**Aim of the task**
The expected output is the complete data, reproduced exactly.

═══ Data provided

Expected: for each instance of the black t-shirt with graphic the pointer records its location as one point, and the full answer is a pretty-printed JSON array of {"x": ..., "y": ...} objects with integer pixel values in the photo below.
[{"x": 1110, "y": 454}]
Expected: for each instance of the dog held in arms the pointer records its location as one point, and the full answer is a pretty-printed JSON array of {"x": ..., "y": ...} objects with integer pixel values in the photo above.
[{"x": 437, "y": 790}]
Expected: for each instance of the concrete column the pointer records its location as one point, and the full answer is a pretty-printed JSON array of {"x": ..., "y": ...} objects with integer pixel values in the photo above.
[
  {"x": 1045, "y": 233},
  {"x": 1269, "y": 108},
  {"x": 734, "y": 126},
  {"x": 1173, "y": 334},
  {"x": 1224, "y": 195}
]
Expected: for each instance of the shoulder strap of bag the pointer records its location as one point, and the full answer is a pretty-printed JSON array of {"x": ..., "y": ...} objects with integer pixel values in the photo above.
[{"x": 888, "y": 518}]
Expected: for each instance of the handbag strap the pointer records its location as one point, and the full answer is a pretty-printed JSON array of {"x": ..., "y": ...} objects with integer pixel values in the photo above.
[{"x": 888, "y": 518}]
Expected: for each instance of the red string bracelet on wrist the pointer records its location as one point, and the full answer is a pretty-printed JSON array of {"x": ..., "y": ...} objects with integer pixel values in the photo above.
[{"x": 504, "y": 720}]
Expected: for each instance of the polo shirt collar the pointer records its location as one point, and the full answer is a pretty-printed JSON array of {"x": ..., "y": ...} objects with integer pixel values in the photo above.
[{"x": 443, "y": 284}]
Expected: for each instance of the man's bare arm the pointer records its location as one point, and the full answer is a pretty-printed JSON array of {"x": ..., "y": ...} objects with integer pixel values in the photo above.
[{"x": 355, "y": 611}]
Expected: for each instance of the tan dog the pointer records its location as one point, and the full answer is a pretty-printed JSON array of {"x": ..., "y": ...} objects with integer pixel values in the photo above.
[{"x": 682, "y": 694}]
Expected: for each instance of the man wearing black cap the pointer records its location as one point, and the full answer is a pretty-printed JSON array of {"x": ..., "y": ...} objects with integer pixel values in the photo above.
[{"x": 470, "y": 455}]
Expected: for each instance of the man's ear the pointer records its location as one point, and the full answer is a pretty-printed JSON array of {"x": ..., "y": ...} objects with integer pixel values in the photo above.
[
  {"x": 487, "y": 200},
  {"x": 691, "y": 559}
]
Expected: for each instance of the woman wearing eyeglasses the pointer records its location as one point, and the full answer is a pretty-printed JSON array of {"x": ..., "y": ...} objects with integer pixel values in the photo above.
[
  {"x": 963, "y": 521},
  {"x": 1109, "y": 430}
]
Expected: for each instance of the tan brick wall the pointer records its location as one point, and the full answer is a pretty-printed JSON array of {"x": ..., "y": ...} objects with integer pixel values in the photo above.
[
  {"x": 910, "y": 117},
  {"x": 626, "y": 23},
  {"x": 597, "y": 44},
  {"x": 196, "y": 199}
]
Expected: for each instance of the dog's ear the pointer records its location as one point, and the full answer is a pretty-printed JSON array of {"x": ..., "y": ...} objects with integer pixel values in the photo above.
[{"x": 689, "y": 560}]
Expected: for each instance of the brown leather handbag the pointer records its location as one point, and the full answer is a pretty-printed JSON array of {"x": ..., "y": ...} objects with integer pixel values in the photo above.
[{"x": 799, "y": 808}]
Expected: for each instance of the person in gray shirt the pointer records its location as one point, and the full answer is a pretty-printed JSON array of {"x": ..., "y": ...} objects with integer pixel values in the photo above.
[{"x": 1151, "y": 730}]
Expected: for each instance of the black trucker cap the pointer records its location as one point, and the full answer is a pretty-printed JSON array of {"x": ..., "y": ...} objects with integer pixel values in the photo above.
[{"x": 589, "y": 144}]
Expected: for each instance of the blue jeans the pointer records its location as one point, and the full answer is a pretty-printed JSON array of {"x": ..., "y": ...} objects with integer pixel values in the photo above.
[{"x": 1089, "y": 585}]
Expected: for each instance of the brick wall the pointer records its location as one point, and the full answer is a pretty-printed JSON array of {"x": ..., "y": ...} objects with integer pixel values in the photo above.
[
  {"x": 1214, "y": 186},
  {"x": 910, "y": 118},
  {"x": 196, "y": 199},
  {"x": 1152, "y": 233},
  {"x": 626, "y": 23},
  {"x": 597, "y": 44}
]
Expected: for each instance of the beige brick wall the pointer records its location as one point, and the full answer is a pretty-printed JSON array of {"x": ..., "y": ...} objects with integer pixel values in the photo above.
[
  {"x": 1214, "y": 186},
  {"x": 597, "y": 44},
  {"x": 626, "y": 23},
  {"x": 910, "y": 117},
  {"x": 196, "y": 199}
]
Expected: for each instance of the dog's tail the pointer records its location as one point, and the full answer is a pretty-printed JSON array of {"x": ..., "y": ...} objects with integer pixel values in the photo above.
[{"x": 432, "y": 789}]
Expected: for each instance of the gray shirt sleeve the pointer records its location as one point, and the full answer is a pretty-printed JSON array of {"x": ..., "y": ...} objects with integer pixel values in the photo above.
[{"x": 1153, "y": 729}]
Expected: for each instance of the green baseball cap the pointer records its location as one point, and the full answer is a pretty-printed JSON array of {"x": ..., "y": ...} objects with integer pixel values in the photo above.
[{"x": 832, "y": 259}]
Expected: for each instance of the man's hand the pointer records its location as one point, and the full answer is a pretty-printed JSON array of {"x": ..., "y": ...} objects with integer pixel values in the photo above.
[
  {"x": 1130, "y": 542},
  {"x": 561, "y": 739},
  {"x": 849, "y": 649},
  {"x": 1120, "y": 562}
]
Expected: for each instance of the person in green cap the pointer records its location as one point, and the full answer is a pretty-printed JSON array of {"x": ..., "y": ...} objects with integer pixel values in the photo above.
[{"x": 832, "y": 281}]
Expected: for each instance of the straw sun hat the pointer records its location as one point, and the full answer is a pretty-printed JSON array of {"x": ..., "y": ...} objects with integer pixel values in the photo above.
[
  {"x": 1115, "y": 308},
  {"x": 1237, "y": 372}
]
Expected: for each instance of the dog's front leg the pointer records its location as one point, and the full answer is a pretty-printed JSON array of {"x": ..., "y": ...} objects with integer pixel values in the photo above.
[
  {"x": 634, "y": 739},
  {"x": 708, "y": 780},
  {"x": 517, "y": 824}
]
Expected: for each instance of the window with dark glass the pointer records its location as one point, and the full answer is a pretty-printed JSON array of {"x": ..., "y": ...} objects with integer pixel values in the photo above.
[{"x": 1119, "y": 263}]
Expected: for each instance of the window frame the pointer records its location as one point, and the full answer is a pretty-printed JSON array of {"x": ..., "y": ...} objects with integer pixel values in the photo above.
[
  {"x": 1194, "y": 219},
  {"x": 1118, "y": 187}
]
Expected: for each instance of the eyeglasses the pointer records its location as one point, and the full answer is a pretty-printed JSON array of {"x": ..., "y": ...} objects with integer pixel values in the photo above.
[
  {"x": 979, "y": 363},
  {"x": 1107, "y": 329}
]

══════

**Answer section**
Expected: for each instance of the black t-shirt with graphic the pointer records its location as one point, and the full answer is a pretty-printed JSON array of {"x": ..., "y": ...} objects with integer pixel values in the photo below.
[{"x": 1110, "y": 454}]
Expected: for each instance of the dog held in arms the pointer records its location as one point, and the full answer is a pretty-printed JSON array of {"x": ..., "y": ...} objects with integer pixel values in the photo above.
[{"x": 437, "y": 790}]
Expected: for each instance of the concrete column the pointer records its location as one point, and the full answer is a pretty-printed JSON array of {"x": ..., "y": ...} objects with integer pixel values in the photo above.
[
  {"x": 1045, "y": 233},
  {"x": 1269, "y": 108},
  {"x": 734, "y": 126},
  {"x": 1173, "y": 334},
  {"x": 1224, "y": 195}
]
Expected: for each instance of the shoulder strap of bag the pointer records its location as one point, and the full answer is a pretty-printed JSON array of {"x": ..., "y": ...} objects with integer pixel values in the photo above.
[{"x": 888, "y": 518}]
Expected: for each instance of the handbag strap the pointer records its location as one point, and the full answer is a pretty-printed JSON array of {"x": ..., "y": ...} objects with integer pixel values in the photo above.
[{"x": 888, "y": 518}]
Expected: for each instance of the red string bracelet on wrist the pointer records its location as one point, and the full answer is a pretty-printed JSON array of {"x": ..., "y": ...} objects with integer pixel values in the photo above.
[{"x": 504, "y": 720}]
Expected: for each instance of the polo shirt collar the pointer records its location as one point, and the full answer is a pretty-printed JSON array of {"x": ..., "y": ...} objects with integer pixel values in the photo above.
[{"x": 443, "y": 284}]
Expected: for each instance of the man's bare arm the pointer records its location as one point, and the full answer is a pretty-printed JSON array of {"x": ..., "y": ...} objects with integer pixel values in the photo above.
[{"x": 355, "y": 611}]
Expected: for each instance of the tan dog the pointer records its location as one point, and the full answer is a pretty-printed JSON array of {"x": ..., "y": ...} objects with integer pixel values in the photo above.
[{"x": 682, "y": 694}]
Expected: for each instance of the man wearing black cap the pointer records its location as one point, and the full answer is a pretty-printed JSON array of {"x": ..., "y": ...} objects with integer pixel values in the photo above.
[{"x": 470, "y": 455}]
Expected: for each instance of the man's ear the pointer records its location as one point, and the full answer is a pretty-printed JSON array of {"x": ..., "y": ...} objects with integer pixel values in the photo above.
[
  {"x": 487, "y": 200},
  {"x": 691, "y": 559}
]
Expected: for each instance of the woman wearing eyeglasses the pointer records its location as one point, and the full answer is a pretty-printed JSON array of {"x": ..., "y": ...} objects with integer pixel values in the photo above.
[
  {"x": 963, "y": 521},
  {"x": 1109, "y": 430}
]
Expected: for each instance of the tan brick wall the pointer records its location as one point, and the full answer is a pretty-printed JSON array of {"x": ..., "y": ...} objects with integer pixel values in the photo above.
[
  {"x": 910, "y": 117},
  {"x": 626, "y": 23},
  {"x": 597, "y": 44},
  {"x": 196, "y": 199}
]
Expected: for each instance of the dog's ear the pointer records its location as one point, and the full answer is a pretty-printed JSON array of {"x": ..., "y": ...} objects with integer pixel values in the photo above.
[{"x": 689, "y": 560}]
Expected: for each instance of the brown leather handbag the pointer records its location as one point, and the full answer is a pretty-printed JSON array of {"x": ..., "y": ...} objects with integer pixel values in the photo above.
[{"x": 799, "y": 808}]
Expected: for each instance of the person in gray shirt the pointer records its location as one point, and the full answer is a pretty-printed JSON array of {"x": ..., "y": ...} objects with integer pixel values in the photo above.
[{"x": 1151, "y": 730}]
Expected: for each instance of the black trucker cap the pointer records its location as one point, and the full answer is a pretty-printed JSON array of {"x": ..., "y": ...} objects with integer pixel values in the photo above.
[{"x": 589, "y": 144}]
Expected: for each instance of the blue jeans the pointer records its location as one point, and the full answer is a pretty-printed JSON array of {"x": ..., "y": ...} objects with integer pixel values in the photo above.
[{"x": 1089, "y": 585}]
Expected: for each instance of the brick wall the pointer records its location as one point, and the full answer is a pretty-printed JSON array of {"x": ..., "y": ...} objects with integer pixel values in the photo above.
[
  {"x": 1214, "y": 186},
  {"x": 910, "y": 118},
  {"x": 196, "y": 199},
  {"x": 1152, "y": 233},
  {"x": 626, "y": 23},
  {"x": 597, "y": 44}
]
Expected: for each instance of the beige brick wall the pointer records its location as one point, and the full answer is a pretty-printed JSON array of {"x": ..., "y": ...} objects with integer pixel values in the photo above.
[
  {"x": 1214, "y": 186},
  {"x": 597, "y": 44},
  {"x": 626, "y": 23},
  {"x": 910, "y": 117},
  {"x": 196, "y": 199}
]
Expected: for each instance of the dog's tail the pointer records its location as one point, and the full answer is a pretty-printed JSON array of {"x": ..., "y": ...} objects with integer pixel values in the photo above.
[{"x": 432, "y": 789}]
Expected: for each instance of the gray shirt sleeve the pointer records its location as one point, and the full answer is a pretty-printed JSON array of {"x": ..., "y": ...} objects with integer pixel values in the photo above.
[{"x": 1153, "y": 729}]
Expected: for each instance of the green baseball cap the pointer records its location as one point, and the full answer is a pretty-printed JSON array of {"x": ..., "y": ...} objects with integer pixel values in the photo above.
[{"x": 832, "y": 259}]
Expected: for each instance of the man's hand the pointer records its location as one point, and the full answer is a pretty-printed JSON array of {"x": ..., "y": ...} objects with integer pixel values in the photo above.
[
  {"x": 1130, "y": 542},
  {"x": 561, "y": 739},
  {"x": 849, "y": 649},
  {"x": 1120, "y": 562}
]
Expected: for each instance of the person in green cap the pointer records its location as one point, and the full answer is a pretty-printed JSON array of {"x": ..., "y": ...} objects with integer pixel values in the photo above.
[{"x": 832, "y": 281}]
Expected: for each instance of the straw sun hat the pointer records its location as one point, and the full answer is a pretty-printed JSON array of {"x": ..., "y": ...} objects with integer pixel values in the photo above.
[
  {"x": 1115, "y": 308},
  {"x": 1237, "y": 372}
]
Expected: for each instance of the dog's front leg the pointer records its location as one point, and the full answer is a pretty-printed JSON array of {"x": ..., "y": ...} objects with integer pixel values in the photo above.
[
  {"x": 634, "y": 739},
  {"x": 708, "y": 780},
  {"x": 517, "y": 824}
]
Expected: for each instance of the window with dark glass the pointer records its location as one point, and the full answer is a pretty-printed JSON array of {"x": ..., "y": ...} objects with integer pixel values in the photo above.
[{"x": 1119, "y": 263}]
Expected: for each instance of the window frame the pointer records its location as one point, and the full answer is a pretty-printed JSON array of {"x": ..., "y": ...} objects with integer pixel values in the photo above.
[
  {"x": 1194, "y": 219},
  {"x": 1118, "y": 187}
]
Expected: for each instance of the eyeglasses the pointer records its location as one point, and the full answer is a pretty-printed JSON array of {"x": ..., "y": ...} objects with integer pixel values in the photo above.
[
  {"x": 979, "y": 363},
  {"x": 1107, "y": 329}
]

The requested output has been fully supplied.